Supplied passage →
+--

NEGUSE:  Well, first let me just say, Ali, I agree with Margaret`s point

and Margaret actually wrote a really good article about a month and a half

ago that warned about this precise point that you would have an attorney

general untethered in terms of actually discharging his duties in an

impartial way and instead –

 

CARLSON:  I`m so sorry I turned out to be right.

 

VELSHI:  Yes, no kidding.

 

NEGUSE:  As am I. But look, I mean, we saw this a month and a half ago.

Let`s not forget, this is the same attorney general that be engaged in

gross misrepresentations with respect to the Special Counsel`s findings,

which created I think a fog of confusion around what the Special Counsel

concluded and did not conclude.

 

It was why the investigation of the judiciary committee was engaged in and

in so critically important and why we believe that it`s important for

ultimately the committee and the American people to hear from the Special

Counsel and other witnesses.

 

But look, I don`t disagree with you, Ali. Obviously, a lot of these battles

are going to be fought in the courts. As I said, I think that opening a

formal inquiry would be the appropriate and prudent next step given the

gravity of the situation we find ourselves in.

 

So, I think that the Congress still has many tools at its disposal and I

haven`t lost faith in the Congress, nor should the American people. We`re

dedicated to defending the rule of law in this country. That`s something

the American people can have confidence in.

 

VELSHI:  Congressman, thank you for your time tonight. Congressman Joe

Neguse, Tom Nichols and Margaret Carlson, who has been writing in about

things and been right about it for a very long time now. Thank you all

three of you for joining me on a Friday night.

 

CARLSON:  Thanks, Ali. Good night. Happy weekend.

 

VELSHI:  Donald Trump has been making wild claims that the former head of

the FBI and others committed treason as viewers of this program know, that

is not and actually cannot be true.

 

We`re going to do a fact check on that and we`ll talk with presidential

historian Jon Meacham about the commander-in-chief making such grave

accusations. Later, we`ll take a deep dive into the attacks on Nancy Pelosi

via distorted video, how fake videos are spreading in the conservative

social media space and what it means for the future especially the

(inaudible) presidential campaign.

 

(COMMERCIAL BREAK)

 

VELSHI:  Donald Trump has been making accusations of treason for months,

but it appears the president is finally facing widespread criticism for

saying that former FBI officials, naming them specifically, were involved

with investigating his campaign and committed treason.

 

He did it again on Thursday, but it isn`t clear that the president

understands what treason actually is or just how serious the accusation is

especially when it comes from the president. Here is the exchange the

president had with NBC`s Peter Alexander on Thursday.

 

(BEGIN VIDEO CLIP)

 

PETER ALEXANDER, NBC NEWS WHITE HOUSE CORRESPONDENT:  Sir, the constitution

says treason is punishable by death. You`ve accused your adversaries of

treason. Who specifically are you accusing of treason?

 

TRUMP:  Well, I think a number of people and I think what you look is that

they have unsuccessfully tried to take down the wrong person.

 

ALEXANDER:  Who are you speaking of?

 

TRUMP:  If you look at Comey, if you look at McCabe, if you look at

probably people higher than that, if you look at Strzok.

+--

Data provided →
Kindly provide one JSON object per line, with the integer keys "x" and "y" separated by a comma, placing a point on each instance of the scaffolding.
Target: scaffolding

+--

Tasks to perform →
1 - Reproduce the broadcast transcript word for word, starting at "gravity of the" and continuing up to and including "have confidence in.".
2 - In the broadcast transcript, which presidential historian does Velshi say he will speak with about the commander-in-chief's accusations?
3 - Extend the broadcast transcript beyond its final line.

Task responses →
1 -
gravity of the situation we find ourselves in.

 

So, I think that the Congress still has many tools at its disposal and I

haven`t lost faith in the Congress, nor should the American people. We`re

dedicated to defending the rule of law in this country. That`s something

the American people can have confidence in.

2 - Jon Meacham

3 -
 

They want an insurance policy so that should she for any reason lose,

remember, 100 million to one, maybe he said 100 million to nothing, but

should she lose we`ll have an insurance policy and we`ll get this guy out

of office. That`s what they said and that`s what they meant. That`s

treason. That`s treason.

 

(END VIDEO CLIP)

 

VELSHI:  No, that`s not treason. As viewers of this program know for

months, Lawrence O`Donnell has challenged the president`s accusations of

treason. Here`s Lawrence back in February.

 

(BEGIN VIDEO CLIP)

 

LAWRENCE O`DONNELL, MSNBC HOST:  It is actually impossible to commit

treason against the government of the United States today because we do not

have a specified enemy in a declared war. The Constitution specifies

“treason against the United States shall consist only in levying war

against them or in adhering to their enemies giving them aid and comfort.”

 

The Supreme Court has interpreted that to mean that it is only possible to

commit treason during a war that is authorized by a Congressional

declaration of war. The last time the United States fought a declared war,

declared by Congress was World War II. And that is why the last time an

American was charged with and convicted of treason was World War II.

 

(END VIDEO CLIP)

 

VELSHI:  This is a perfect night for a historian. Jon Meacham is one of the

best this country has. He`s a historian and an author with Tim McGraw of

“Songs of America” to be published June 10th and countless other books.

 

Jon, notwithstanding, this is for another night, the discussion about the

fact that America is not at war and has not been officially at war since

World War II. So we get ourselves into a lot of fights in the world without

actually declaring war and having an enemy.

 

So, Lawrence`s point is well taken, but Conor Friedersdorf in “The

Atlantic” wrote about how the Framers of the Constitution were particularly

worried about presidents falsely charging treason and in it he writes, “The

Framers were guarding against the possibility that Americans would one day

elect a man so morally weak and corrupt that he would falsely accuse

political enemies of treason.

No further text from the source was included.